Task to complete: Exactly the lines from the one containing "the girl's face" through the end of the data below are to be reproduced, and nothing besides them.

(Collected data)

[Start of Attachment]

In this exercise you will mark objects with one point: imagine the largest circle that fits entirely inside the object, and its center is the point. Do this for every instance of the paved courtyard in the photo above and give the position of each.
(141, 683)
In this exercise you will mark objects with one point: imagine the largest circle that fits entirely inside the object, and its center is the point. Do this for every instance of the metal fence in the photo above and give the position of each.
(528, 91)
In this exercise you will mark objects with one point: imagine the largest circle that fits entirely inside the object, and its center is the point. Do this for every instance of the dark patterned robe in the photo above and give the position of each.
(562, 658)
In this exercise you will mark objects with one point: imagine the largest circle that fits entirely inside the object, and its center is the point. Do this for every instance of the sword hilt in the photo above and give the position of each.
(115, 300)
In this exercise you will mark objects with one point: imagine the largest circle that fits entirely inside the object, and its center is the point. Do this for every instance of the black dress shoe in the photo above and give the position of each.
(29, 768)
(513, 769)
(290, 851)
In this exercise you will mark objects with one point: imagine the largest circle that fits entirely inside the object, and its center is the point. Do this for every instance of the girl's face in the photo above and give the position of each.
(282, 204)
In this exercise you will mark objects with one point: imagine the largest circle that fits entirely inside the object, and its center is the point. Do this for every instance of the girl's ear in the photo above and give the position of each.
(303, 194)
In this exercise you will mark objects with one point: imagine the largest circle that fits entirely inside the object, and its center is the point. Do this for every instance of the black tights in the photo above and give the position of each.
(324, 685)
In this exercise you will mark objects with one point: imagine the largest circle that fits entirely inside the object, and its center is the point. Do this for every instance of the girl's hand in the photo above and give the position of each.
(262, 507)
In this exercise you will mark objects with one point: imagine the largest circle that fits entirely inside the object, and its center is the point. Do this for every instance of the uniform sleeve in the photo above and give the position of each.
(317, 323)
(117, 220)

[End of Attachment]

Response:
In this exercise you will mark objects with one point: imagine the largest circle that fits entirely inside the object, and its center is the point. Do this for every instance of the girl's face in the photo above and give the position of each.
(282, 204)
In this exercise you will mark objects with one point: imagine the largest circle that fits entirely inside the object, and its center is the point. Do this for every instance of the girl's ear in the photo above and give the position of each.
(303, 194)
In this exercise you will mark objects with one point: imagine the largest circle that fits entirely inside the object, and its center is the point. Do this for every instance of the black tights in the photo above and give the position of each.
(324, 685)
In this exercise you will mark objects with one point: imagine the largest circle that fits entirely inside the object, and its center is the point. Do this for every instance of the girl's hand in the photo above and give the position of each.
(262, 507)
In this exercise you will mark objects with one point: imagine the largest circle that fits entirely inside the object, and its center is the point. Do this for every instance of the uniform sleeve in the photo above and give the position of each.
(317, 323)
(117, 220)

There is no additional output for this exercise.